Las ! Il s’en trouva parmi les intellectuels maolâtres (la bande de la revue Tel Quel), dont il avait dénoncé l’aveuglement dans un pamphlet, pour le dénoncer, lui, mais autrement, dans un registre plus policier, en diffusant sa véritable identité. L’intelligentsia, à l’époque largement dominée par une gauche qui avait encore du mal à juger les totalitarismes communistes, ne lui pardonnait pas son entreprise de démythification de la Révolution culturelle, ne pouvant s’empêcher d’y voir la main de la CIA. Aux intellectuels occidentaux qui se laissaient berner par la propagande chinoise, convaincus de sa qualité de révolutionnaire et de culturelle, il martelait qu’en réalité ce n’était qu’ « une lutte pour le pouvoir, menée au sommet entre une poignée d’individus, derrière le rideau de fumée d’un fictif mouvement de masses”. Leur aveuglement le stupéfiait. Ce qui ne fit qu’augmenter l’ire de ses détracteurs. Cela avait plutôt pour effet de dynamiser son esprit iconoclaste, d’autant que, dans ces moments-là, rien ne lui importait comme une certaine idée du primat du politique, puisé dans sa lecture passionnée de l’oeuvre de George Orwell.

Éléments issus d'une source de données:
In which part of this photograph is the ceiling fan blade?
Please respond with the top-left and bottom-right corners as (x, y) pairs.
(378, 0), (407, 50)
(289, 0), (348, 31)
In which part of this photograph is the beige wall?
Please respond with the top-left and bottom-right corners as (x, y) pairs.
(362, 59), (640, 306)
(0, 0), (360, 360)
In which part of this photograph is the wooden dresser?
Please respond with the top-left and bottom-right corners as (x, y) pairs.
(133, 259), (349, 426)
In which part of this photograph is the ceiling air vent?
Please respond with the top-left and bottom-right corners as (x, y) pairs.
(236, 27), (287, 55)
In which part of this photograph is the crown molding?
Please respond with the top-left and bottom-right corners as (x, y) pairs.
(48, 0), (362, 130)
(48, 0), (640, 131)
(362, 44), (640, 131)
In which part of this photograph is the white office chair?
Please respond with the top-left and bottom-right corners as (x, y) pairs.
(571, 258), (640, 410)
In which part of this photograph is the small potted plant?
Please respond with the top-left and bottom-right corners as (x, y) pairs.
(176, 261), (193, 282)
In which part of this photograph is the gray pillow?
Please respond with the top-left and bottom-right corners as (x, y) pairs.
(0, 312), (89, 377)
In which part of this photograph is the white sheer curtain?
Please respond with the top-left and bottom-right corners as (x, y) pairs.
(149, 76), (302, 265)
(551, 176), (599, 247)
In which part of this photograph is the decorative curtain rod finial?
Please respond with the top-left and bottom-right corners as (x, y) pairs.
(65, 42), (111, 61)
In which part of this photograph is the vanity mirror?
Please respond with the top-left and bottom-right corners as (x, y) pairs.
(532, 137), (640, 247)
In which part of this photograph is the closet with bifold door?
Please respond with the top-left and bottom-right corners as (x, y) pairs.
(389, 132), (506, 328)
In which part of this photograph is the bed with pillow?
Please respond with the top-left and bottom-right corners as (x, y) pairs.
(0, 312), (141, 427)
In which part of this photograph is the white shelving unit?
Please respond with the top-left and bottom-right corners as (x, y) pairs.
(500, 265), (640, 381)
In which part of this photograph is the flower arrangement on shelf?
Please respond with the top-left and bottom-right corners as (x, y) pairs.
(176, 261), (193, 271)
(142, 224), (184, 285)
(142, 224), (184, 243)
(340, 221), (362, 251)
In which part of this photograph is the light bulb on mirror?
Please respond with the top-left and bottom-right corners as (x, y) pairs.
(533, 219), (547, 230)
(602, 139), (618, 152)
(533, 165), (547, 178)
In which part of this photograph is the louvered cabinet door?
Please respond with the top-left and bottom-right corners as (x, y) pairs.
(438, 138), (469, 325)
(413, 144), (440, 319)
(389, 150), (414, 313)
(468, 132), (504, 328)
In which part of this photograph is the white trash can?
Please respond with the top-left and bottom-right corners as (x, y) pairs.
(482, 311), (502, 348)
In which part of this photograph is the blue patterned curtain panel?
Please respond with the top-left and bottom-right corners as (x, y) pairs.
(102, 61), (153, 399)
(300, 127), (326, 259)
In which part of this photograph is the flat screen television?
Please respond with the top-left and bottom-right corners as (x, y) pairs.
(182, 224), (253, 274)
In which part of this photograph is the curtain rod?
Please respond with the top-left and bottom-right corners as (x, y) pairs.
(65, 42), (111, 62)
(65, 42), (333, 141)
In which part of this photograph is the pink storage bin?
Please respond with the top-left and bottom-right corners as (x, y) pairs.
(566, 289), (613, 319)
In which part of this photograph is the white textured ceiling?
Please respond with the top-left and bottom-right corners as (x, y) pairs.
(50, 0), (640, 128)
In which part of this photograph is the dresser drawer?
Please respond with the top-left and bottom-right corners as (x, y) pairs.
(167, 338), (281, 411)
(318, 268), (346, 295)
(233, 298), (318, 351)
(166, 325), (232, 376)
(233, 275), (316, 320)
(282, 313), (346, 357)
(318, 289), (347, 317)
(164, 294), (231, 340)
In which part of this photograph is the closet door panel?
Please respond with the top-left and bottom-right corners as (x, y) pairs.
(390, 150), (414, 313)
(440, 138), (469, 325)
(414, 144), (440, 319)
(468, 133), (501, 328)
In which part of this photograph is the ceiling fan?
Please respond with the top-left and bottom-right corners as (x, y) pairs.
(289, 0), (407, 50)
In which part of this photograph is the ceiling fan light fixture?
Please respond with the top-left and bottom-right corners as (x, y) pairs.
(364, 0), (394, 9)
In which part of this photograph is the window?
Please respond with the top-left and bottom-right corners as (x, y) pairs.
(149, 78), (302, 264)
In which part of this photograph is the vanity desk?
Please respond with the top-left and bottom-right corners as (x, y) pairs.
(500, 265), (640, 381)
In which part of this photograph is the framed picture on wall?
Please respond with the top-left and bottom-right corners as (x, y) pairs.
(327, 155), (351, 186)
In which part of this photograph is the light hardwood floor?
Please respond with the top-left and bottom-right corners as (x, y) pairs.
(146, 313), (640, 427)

Travail demandé: Rédigez, s'il vous plaît, la suite du texte sur la Révolution culturelle et ses détracteurs, en partant de sa dernière phrase. Ce matériel ne joue aucun rôle dans ce travail.

Réponse:
Piqué au vif, il poursuivit dans la même veine avec Ombres chinoises (1974) et Images brisées (1976), n’hésitant pas à croiser le fer aussi souvent que nécessaire. Traîné dans la boue par une certaine presse de gauche, notamment par Le Monde, il fut soutenu dès le début par des intellectuels tels que Etiemble et Jean-François Revel, lequel préfaça par la suite la réédition d’un volume de ses grands essais chez Bouquins/ Laffont. Le grand public découvrit la vigueur de son esprit critique lors d’un « Apostrophes » d’anthologie au cours duquel, faits, dates, noms, chiffres, arguments à l’appui, mais sans cuistrerie, il étrilla calmement mais implacablement la communiste italienne Maria-Antonietta Macciocchi dont le livre De la Chine s’écroula dès le lendemain en librairie, et dont la réputation ne se remit jamais de cette exécution en direct :
« De la Chine, c’est … ce qu’on peut dire de plus charitable, c’est que c’est d’une stupidité totale, parce que si on ne l’accusait pas d’être stupide, il faudrait dire que c’est une escroquerie”
Puis il revint à ses chères études, toutes d’érudition, sur la poésie chinoise notamment qu’il connaissait de l’intérieur pour la pratiquer. Il y a deux ans toutefois, dans le Studio de l’inutilité, le pamphlétaire se souvint de ce phénomène dont il ne se lassait pas de s’étonner, à savoir la cécité des Sartre, Foucault, Barthes, Kristeva, Sollers, alors qu’une partie d’entre eux avaient séjourné en délégation d’intellectuels invités en Chine en 1974 tandis qu’une purge sanglante s’y déroulait. « Une erreur de jeunesse » commentera Sollers plus tard en espérant n’avoir plus à y revenir.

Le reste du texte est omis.